## AIM OF THE EXERCISE
Every line of the material is to be quoted verbatim, minus the pictures.

━━━━━━━━━━━━━━━━━━━━

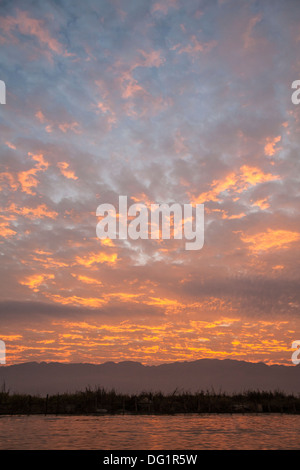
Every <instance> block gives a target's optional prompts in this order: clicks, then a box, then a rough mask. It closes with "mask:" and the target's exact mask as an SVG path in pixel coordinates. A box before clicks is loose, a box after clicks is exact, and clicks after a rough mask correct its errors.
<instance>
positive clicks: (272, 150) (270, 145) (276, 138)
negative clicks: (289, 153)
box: [264, 135, 281, 157]
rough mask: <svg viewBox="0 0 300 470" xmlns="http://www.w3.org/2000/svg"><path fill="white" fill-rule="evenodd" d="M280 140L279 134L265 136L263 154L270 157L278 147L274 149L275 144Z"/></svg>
mask: <svg viewBox="0 0 300 470" xmlns="http://www.w3.org/2000/svg"><path fill="white" fill-rule="evenodd" d="M280 141H281V136H280V135H278V136H277V137H274V138H272V137H267V143H266V145H265V147H264V151H265V155H266V156H268V157H271V156H272V155H274V153H275V152H277V151H278V150H280V149H275V148H274V147H275V145H276V144H277V143H278V142H280Z"/></svg>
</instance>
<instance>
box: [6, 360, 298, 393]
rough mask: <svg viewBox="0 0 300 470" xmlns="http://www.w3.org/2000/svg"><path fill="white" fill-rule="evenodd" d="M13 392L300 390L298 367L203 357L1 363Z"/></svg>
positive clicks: (134, 391)
mask: <svg viewBox="0 0 300 470" xmlns="http://www.w3.org/2000/svg"><path fill="white" fill-rule="evenodd" d="M4 386H5V389H6V390H10V392H11V393H26V394H38V395H41V396H45V395H46V394H49V395H50V394H57V393H65V392H69V393H70V392H76V391H83V390H85V389H86V388H87V387H90V388H91V389H95V388H97V387H102V388H105V389H106V390H111V389H115V390H116V391H117V392H122V393H130V394H135V393H140V392H143V391H147V392H151V391H152V392H158V391H161V392H162V393H172V392H174V391H175V390H177V392H184V391H188V392H197V391H200V390H203V391H210V392H211V391H215V392H216V393H219V392H226V393H238V392H246V391H249V390H260V391H262V390H264V391H275V390H279V391H281V392H285V393H293V394H296V395H298V394H299V393H300V364H299V365H298V366H284V365H266V364H264V363H262V362H259V363H252V362H245V361H237V360H231V359H225V360H218V359H200V360H197V361H192V362H174V363H168V364H161V365H155V366H147V365H143V364H141V363H139V362H132V361H124V362H118V363H115V362H106V363H104V364H88V363H78V364H75V363H59V362H49V363H47V362H40V363H37V362H27V363H22V364H15V365H10V366H1V367H0V389H1V387H2V388H3V387H4Z"/></svg>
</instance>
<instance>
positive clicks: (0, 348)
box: [0, 340, 6, 364]
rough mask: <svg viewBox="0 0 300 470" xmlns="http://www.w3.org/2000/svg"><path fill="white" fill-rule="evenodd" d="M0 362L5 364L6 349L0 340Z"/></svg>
mask: <svg viewBox="0 0 300 470" xmlns="http://www.w3.org/2000/svg"><path fill="white" fill-rule="evenodd" d="M0 364H6V349H5V343H4V341H1V340H0Z"/></svg>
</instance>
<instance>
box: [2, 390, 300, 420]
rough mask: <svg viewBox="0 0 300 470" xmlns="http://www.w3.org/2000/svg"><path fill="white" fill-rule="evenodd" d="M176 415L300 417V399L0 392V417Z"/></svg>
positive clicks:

━━━━━━━━━━━━━━━━━━━━

## REPLY
Every <instance> block gives a target's optional prompts in this order: clicks, then a box, then a rough mask. It closes with "mask:" and the target's exact mask as an SVG path in pixel coordinates. A box before clicks is loose, a box after clicks is exact, and clicks after a rough mask correct its errors.
<instance>
positive clicks: (272, 150) (270, 145) (276, 138)
negative clicks: (289, 153)
box: [264, 135, 281, 157]
rough mask: <svg viewBox="0 0 300 470" xmlns="http://www.w3.org/2000/svg"><path fill="white" fill-rule="evenodd" d="M280 140L279 134L265 136L263 154L270 157L278 147L274 149L275 144Z"/></svg>
mask: <svg viewBox="0 0 300 470" xmlns="http://www.w3.org/2000/svg"><path fill="white" fill-rule="evenodd" d="M280 141H281V136H280V135H278V136H277V137H274V138H272V137H267V143H266V145H265V147H264V151H265V155H266V156H268V157H271V156H272V155H274V153H275V152H277V151H278V150H280V149H275V148H274V147H275V145H276V144H277V143H278V142H280Z"/></svg>
</instance>
<instance>
box: [6, 360, 298, 393]
rough mask: <svg viewBox="0 0 300 470" xmlns="http://www.w3.org/2000/svg"><path fill="white" fill-rule="evenodd" d="M13 392L300 390L298 367L203 357L1 363Z"/></svg>
positive clicks: (134, 391)
mask: <svg viewBox="0 0 300 470" xmlns="http://www.w3.org/2000/svg"><path fill="white" fill-rule="evenodd" d="M4 386H5V389H6V390H10V392H11V393H26V394H38V395H41V396H45V395H46V394H49V395H50V394H57V393H65V392H69V393H70V392H76V391H83V390H85V389H86V388H87V387H90V388H91V389H95V388H97V387H102V388H105V389H106V390H111V389H115V390H116V391H117V392H122V393H130V394H135V393H140V392H143V391H147V392H151V391H152V392H158V391H161V392H162V393H172V392H174V391H175V390H177V392H184V391H188V392H197V391H200V390H203V391H210V392H211V391H215V392H216V393H219V392H226V393H238V392H246V391H249V390H260V391H262V390H264V391H275V390H279V391H281V392H285V393H293V394H296V395H298V394H299V393H300V364H299V365H298V366H284V365H266V364H264V363H262V362H259V363H252V362H245V361H237V360H231V359H225V360H218V359H200V360H197V361H192V362H174V363H168V364H161V365H155V366H147V365H143V364H141V363H139V362H132V361H124V362H118V363H115V362H106V363H104V364H88V363H78V364H75V363H59V362H49V363H47V362H40V363H37V362H27V363H22V364H15V365H10V366H1V367H0V389H1V387H2V388H3V387H4Z"/></svg>
</instance>
<instance>
positive clicks: (0, 348)
box: [0, 340, 6, 364]
rough mask: <svg viewBox="0 0 300 470" xmlns="http://www.w3.org/2000/svg"><path fill="white" fill-rule="evenodd" d="M0 362L5 364L6 349L0 340Z"/></svg>
mask: <svg viewBox="0 0 300 470" xmlns="http://www.w3.org/2000/svg"><path fill="white" fill-rule="evenodd" d="M0 364H6V349H5V343H4V341H1V340H0Z"/></svg>
</instance>
<instance>
box: [2, 390, 300, 420]
rough mask: <svg viewBox="0 0 300 470" xmlns="http://www.w3.org/2000/svg"><path fill="white" fill-rule="evenodd" d="M176 415L300 417V399L0 392V417Z"/></svg>
positive clicks:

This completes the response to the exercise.